— BEGIN Supplied text —

Despite the criticism, Gupta notes many workers are enthusiastic about the goals of being able to unionize and a $15 an hour wage, while being wary of what they see as questionable tactics pushed by SEIU’s leadership.

One of Gupta’s sources, who is part of the movement in Chicago, expressed concern about some of the tactics but credited SEIU for “pushing people out into the struggle.”

“It’s very easy to be critical of an organization like SEIU for its behind-closed-doors activities and top-down organizing,” the source told Gupta. “This is an instance when the labor bureaucracy is encouraging people to demonstrate, to go on strike, to take action in the workplace. And I’m excited about that.”

Restaurant Workers Join Struggle

Another sector of low-paid labor getting organized is restaurant workers, who are not only paid minimum wage but also suffer rampant wage theft.

Billions of dollars are withheld from low-wage workers via wage theft, an epidemic that is especially problematic in the restaurant industry. In Los Angeles County, employers steal a whopping $26 million a week from workers. Los Angeles has been deemed the “wage theft capital” by activists.

Erik Padilla, a Los Angeles server who worked at several L.A. restaurants and bars, said he never knew how much he’d be paid week to week.

“I would get paid biweekly. So in two weeks’ time I’d work 120 hours, and my check would come out to a certain amount. Another pay period, I worked the same amount of hours but my check came out to a different amount,” he said.

Padilla tried talking to the owner, but “he would always try to avoid settling the issue. I never got my money, but he would do it to everybody. I thought maybe it was a mistake that someone else made.”

Because Padilla needed the job, he stayed on and continued having his wages stolen until he was able to leave. But he found it kept happening no matter where he worked. A bar he worked at paid him less than minimum wage but got away with it by keeping it under the table.

“Another excuse was, ‘We didn’t make as much money this month, so we have to cut your check.’ The corporate places, it was more like, ‘If you have a problem with your pay stub, you have to call the corporate office.’ But it was not very helpful (to do so),” he said.

Workers seeking recourse can file their grievances with the state’s labor commission. But according to research by the National Employment Law Project, only 17 percent of workers are able to recoup stolen wages even if they win their cases.

— END Supplied text —
— BEGIN Supplied data —

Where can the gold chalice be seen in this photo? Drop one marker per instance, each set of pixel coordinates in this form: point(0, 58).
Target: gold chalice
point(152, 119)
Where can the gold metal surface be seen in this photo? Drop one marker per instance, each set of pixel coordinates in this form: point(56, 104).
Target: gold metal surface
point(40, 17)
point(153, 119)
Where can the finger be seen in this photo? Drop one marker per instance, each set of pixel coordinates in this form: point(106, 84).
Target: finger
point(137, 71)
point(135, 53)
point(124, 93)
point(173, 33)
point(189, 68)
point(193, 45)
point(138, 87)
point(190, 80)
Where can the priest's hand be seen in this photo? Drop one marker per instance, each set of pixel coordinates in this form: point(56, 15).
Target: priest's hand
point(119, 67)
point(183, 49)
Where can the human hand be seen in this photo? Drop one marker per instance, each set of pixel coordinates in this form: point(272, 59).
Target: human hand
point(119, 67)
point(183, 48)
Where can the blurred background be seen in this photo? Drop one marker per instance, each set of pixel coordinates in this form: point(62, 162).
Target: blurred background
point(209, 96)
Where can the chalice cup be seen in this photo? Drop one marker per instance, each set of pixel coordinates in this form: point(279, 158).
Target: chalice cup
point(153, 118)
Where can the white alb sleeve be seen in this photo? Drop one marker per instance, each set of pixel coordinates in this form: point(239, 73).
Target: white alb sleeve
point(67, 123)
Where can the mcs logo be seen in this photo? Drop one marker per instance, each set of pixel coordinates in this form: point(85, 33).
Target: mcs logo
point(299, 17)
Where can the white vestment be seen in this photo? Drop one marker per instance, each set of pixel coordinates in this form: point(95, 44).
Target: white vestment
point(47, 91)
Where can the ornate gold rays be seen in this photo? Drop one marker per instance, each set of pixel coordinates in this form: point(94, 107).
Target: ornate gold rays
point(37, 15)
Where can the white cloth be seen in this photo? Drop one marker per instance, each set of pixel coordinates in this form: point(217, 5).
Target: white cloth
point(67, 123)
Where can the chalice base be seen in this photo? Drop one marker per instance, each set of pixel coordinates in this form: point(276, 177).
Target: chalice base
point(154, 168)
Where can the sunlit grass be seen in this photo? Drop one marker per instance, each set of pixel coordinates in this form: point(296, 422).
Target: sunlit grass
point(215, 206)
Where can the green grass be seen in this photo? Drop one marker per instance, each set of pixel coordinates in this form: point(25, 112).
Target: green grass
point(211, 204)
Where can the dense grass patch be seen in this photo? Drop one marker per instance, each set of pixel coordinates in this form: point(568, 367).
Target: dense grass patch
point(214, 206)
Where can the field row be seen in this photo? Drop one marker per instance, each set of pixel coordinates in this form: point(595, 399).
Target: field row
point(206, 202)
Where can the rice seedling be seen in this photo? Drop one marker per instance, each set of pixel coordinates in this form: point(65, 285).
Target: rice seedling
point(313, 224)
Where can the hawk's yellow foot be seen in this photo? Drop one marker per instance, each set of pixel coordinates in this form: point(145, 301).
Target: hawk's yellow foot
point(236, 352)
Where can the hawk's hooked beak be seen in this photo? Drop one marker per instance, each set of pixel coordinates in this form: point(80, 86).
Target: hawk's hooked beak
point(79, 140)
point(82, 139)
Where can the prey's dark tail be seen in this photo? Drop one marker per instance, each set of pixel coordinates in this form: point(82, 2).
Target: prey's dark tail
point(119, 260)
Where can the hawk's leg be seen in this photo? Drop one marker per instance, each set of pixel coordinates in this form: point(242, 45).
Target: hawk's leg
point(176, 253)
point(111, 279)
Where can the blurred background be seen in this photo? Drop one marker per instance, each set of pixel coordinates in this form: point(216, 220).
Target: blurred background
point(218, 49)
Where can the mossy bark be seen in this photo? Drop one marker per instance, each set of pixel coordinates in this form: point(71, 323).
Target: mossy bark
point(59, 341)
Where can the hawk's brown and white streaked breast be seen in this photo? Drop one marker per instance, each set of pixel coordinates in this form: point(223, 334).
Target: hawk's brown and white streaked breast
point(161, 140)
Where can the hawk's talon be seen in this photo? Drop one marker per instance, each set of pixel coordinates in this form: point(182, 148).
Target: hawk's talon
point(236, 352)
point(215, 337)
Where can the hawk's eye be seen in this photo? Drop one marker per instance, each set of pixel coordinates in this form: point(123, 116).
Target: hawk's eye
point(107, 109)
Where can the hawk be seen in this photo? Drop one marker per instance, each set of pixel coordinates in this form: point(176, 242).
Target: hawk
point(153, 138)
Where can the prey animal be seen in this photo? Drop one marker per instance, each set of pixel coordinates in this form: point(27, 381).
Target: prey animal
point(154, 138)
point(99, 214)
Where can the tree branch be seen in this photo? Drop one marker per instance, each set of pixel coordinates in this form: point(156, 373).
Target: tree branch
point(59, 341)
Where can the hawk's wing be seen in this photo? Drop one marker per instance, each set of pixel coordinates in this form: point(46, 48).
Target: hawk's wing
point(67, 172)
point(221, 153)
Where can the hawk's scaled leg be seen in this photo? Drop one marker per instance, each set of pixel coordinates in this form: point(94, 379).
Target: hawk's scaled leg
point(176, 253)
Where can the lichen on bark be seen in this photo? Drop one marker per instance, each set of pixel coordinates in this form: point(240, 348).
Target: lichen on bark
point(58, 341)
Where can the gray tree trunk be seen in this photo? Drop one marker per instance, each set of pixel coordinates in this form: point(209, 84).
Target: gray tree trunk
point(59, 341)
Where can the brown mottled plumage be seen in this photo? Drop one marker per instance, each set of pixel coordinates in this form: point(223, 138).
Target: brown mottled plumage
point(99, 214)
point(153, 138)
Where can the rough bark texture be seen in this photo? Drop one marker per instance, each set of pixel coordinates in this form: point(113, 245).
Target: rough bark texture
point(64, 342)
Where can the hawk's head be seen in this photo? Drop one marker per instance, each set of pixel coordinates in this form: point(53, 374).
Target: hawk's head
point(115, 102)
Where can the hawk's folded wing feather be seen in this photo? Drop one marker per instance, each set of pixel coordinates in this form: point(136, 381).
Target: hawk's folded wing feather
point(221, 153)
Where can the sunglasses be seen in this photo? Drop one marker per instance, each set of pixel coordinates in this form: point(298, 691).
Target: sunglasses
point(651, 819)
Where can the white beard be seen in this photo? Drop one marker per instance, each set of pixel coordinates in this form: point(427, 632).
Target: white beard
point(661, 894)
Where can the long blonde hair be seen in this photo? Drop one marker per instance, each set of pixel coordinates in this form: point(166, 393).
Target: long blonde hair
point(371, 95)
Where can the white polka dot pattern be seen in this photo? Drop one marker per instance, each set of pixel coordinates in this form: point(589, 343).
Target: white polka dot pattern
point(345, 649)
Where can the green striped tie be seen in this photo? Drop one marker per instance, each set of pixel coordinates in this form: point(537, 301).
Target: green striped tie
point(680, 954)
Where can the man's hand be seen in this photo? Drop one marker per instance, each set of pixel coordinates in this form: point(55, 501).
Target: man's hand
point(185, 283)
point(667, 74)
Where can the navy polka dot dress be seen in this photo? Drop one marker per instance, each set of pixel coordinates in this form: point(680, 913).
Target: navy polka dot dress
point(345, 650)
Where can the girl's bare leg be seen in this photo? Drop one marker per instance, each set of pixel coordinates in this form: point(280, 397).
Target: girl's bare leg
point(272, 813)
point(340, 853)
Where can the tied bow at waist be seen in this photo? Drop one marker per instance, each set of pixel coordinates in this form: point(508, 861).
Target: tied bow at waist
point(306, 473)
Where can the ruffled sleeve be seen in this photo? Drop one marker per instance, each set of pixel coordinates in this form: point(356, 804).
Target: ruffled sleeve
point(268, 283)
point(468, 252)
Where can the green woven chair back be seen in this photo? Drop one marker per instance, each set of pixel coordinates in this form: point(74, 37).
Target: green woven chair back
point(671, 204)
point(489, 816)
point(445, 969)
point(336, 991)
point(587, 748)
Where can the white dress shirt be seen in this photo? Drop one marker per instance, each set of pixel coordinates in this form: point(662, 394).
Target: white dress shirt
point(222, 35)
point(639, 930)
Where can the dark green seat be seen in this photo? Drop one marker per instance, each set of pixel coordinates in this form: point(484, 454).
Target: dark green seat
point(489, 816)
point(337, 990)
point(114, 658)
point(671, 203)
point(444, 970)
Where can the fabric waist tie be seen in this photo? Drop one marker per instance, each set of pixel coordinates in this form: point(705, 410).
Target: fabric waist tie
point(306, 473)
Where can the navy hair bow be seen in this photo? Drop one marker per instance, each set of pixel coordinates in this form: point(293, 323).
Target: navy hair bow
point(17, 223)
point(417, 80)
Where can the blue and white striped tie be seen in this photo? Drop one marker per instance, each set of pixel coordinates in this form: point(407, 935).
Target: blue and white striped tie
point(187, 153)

— END Supplied data —
— BEGIN Supplied data —

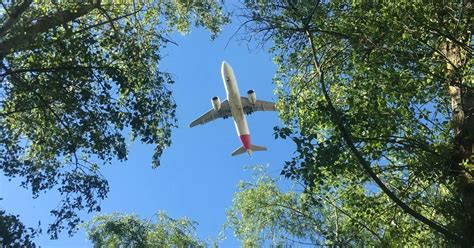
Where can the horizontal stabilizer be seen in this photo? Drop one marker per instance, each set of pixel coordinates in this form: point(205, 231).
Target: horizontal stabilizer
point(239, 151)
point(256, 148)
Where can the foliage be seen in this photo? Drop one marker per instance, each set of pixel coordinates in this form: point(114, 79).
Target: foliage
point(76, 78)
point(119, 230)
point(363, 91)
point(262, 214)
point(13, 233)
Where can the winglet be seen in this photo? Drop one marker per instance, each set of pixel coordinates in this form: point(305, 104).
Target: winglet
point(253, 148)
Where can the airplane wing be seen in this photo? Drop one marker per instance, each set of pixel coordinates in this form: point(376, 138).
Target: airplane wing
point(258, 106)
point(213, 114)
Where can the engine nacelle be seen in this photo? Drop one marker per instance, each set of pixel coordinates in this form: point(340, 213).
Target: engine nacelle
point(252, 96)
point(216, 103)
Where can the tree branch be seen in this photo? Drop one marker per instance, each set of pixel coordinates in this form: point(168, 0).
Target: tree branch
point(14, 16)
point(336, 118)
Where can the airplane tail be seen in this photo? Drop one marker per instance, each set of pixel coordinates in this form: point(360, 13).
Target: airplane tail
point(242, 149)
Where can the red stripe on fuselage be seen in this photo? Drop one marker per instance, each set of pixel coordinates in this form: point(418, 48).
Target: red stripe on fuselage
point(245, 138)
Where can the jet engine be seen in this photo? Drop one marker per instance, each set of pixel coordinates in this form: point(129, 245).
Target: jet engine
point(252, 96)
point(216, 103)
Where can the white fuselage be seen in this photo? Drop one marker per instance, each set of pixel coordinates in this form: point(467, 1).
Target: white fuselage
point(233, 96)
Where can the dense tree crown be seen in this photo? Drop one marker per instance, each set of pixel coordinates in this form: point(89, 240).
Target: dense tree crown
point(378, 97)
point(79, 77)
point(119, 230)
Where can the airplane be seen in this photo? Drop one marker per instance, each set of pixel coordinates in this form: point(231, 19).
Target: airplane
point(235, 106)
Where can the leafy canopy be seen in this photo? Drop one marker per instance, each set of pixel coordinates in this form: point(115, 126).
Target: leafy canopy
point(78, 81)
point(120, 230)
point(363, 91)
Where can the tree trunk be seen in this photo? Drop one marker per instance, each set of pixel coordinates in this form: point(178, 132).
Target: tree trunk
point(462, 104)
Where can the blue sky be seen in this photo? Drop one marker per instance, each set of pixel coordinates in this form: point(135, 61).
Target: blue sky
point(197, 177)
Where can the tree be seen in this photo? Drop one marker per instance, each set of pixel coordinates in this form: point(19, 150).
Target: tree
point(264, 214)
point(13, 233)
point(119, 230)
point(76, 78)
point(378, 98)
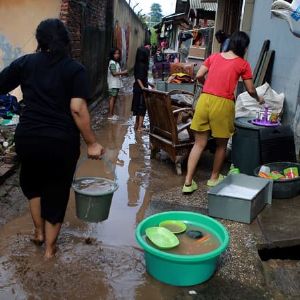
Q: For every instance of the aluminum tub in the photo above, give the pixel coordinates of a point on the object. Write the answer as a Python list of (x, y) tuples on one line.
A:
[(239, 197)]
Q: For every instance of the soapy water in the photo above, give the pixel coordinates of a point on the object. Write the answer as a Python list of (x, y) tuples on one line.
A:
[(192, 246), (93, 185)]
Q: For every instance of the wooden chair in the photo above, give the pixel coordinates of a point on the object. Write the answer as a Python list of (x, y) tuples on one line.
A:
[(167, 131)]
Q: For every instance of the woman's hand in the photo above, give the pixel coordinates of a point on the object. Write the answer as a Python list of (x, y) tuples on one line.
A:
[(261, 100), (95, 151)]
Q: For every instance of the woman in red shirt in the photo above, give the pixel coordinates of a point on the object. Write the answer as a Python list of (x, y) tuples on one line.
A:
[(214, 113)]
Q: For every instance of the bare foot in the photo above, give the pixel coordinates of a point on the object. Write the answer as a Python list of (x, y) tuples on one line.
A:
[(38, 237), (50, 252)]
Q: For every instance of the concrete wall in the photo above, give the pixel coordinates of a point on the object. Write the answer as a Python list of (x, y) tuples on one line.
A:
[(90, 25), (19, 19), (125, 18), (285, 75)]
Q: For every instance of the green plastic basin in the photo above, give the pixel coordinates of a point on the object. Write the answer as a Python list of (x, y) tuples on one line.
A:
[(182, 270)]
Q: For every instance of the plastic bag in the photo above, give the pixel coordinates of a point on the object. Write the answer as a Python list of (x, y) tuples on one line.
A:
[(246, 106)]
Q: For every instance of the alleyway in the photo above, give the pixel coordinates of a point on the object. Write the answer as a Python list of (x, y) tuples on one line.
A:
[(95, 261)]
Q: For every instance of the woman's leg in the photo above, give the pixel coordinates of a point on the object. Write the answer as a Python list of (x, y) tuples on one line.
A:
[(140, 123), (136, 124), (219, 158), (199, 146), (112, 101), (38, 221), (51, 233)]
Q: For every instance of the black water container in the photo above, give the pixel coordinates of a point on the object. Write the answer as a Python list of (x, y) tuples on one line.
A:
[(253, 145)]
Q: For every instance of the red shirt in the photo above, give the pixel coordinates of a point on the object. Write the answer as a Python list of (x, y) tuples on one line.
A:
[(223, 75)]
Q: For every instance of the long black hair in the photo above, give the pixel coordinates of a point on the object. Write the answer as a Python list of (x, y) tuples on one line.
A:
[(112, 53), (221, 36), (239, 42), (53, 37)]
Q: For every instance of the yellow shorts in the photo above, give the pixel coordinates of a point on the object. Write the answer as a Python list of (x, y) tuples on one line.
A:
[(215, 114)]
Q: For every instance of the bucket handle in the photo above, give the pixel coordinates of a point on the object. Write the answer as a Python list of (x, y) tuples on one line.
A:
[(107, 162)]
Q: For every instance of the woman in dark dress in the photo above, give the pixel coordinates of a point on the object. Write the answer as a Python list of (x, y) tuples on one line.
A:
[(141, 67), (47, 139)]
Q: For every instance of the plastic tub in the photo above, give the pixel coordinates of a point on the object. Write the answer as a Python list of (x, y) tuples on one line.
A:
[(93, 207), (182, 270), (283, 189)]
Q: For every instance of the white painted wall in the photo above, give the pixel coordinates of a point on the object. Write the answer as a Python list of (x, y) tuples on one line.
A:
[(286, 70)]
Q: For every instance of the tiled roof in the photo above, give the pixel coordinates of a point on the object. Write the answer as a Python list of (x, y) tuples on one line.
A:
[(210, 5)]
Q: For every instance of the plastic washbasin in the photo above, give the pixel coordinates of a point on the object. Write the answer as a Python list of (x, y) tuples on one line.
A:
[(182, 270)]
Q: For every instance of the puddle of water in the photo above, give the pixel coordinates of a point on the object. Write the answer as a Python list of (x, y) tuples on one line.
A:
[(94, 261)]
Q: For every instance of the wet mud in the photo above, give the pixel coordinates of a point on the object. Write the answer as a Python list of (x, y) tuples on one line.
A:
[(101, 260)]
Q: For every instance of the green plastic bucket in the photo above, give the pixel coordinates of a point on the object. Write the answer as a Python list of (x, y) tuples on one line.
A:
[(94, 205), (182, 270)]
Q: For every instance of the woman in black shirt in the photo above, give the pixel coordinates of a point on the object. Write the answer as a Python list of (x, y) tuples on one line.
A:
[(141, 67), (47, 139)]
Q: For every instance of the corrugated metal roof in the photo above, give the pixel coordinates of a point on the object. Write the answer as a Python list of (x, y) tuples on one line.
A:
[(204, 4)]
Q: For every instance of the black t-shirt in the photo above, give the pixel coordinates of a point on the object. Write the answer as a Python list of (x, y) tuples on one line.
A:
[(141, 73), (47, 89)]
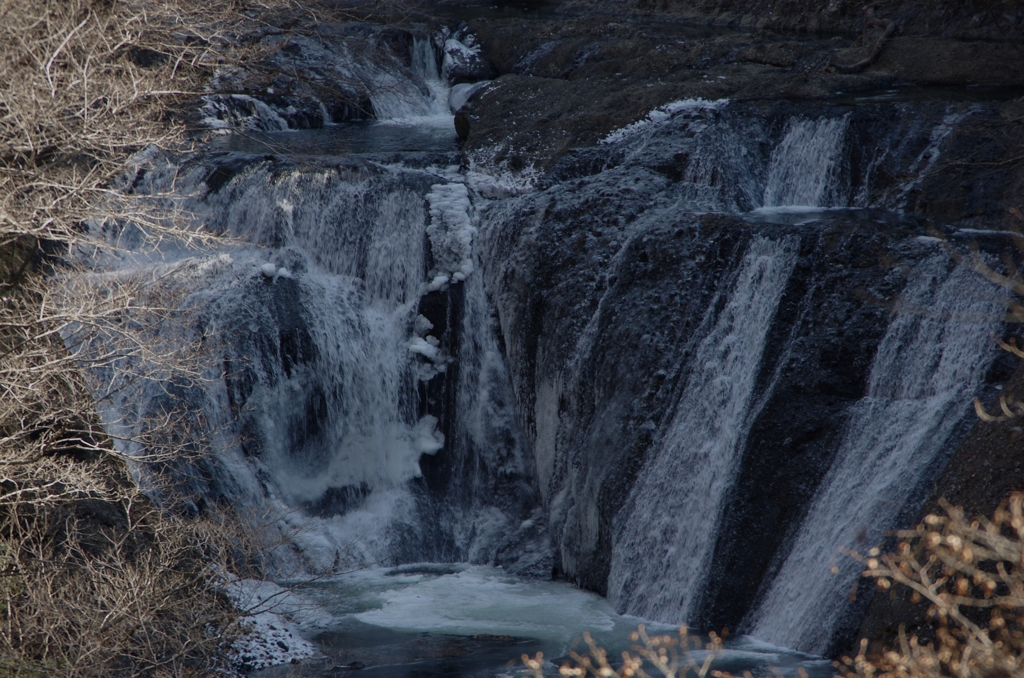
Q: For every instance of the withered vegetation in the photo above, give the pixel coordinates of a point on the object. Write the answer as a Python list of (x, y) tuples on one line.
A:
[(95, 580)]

— END Supplied data —

| Short task |
Answer these from the passage on low-wage workers:
1. What hourly wage goal are many workers enthusiastic about?
2. How much do employers in Los Angeles County steal from workers each week?
3. According to the National Employment Law Project, what percentage of workers recoup stolen wages even if they win their cases?
The rows aren't needed for anything here.

| The result |
1. $15 an hour
2. $26 million
3. 17 percent